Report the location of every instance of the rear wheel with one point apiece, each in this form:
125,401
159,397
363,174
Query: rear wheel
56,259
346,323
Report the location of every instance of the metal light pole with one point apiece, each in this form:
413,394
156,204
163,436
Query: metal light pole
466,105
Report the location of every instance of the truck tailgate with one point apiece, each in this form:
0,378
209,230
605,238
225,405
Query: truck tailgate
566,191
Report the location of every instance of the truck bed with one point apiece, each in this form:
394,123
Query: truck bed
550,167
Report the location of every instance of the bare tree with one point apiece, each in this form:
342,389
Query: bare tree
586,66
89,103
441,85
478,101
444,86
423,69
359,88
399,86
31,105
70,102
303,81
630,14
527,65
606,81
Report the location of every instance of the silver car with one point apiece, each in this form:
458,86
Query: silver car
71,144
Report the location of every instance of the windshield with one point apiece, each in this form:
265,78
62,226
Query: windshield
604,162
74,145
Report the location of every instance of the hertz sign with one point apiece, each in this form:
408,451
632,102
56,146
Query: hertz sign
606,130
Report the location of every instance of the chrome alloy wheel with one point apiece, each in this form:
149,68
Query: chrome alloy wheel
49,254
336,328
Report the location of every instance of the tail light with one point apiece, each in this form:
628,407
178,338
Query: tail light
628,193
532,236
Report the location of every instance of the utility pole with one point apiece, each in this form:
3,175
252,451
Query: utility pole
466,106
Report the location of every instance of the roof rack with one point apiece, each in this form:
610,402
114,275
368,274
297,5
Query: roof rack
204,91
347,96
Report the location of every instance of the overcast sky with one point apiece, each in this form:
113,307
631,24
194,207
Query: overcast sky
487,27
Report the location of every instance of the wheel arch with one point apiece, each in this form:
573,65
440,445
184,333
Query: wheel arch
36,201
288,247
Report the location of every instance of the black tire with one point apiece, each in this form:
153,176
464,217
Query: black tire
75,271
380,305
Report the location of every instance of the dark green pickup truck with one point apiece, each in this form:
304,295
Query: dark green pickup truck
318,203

# # # # #

* _WORK TO COMPLETE_
In the records above, return precisely the line containing "Report the location of every instance of the wheel" and each line that comes after it, up to the final one.

* _EXERCISE RESULT_
Report the location of every instance of the wheel arch with one point apiece, each in this form:
573,65
440,445
184,333
Query: wheel arch
36,201
288,247
Report the location of every instance of the black tire with one point apiece, each in this form:
153,176
464,217
Query: black tire
75,271
380,305
Report the location of every instance of the dark green pickup truck with one point apiece, each in this form:
304,295
Query: dark green pickup truck
318,203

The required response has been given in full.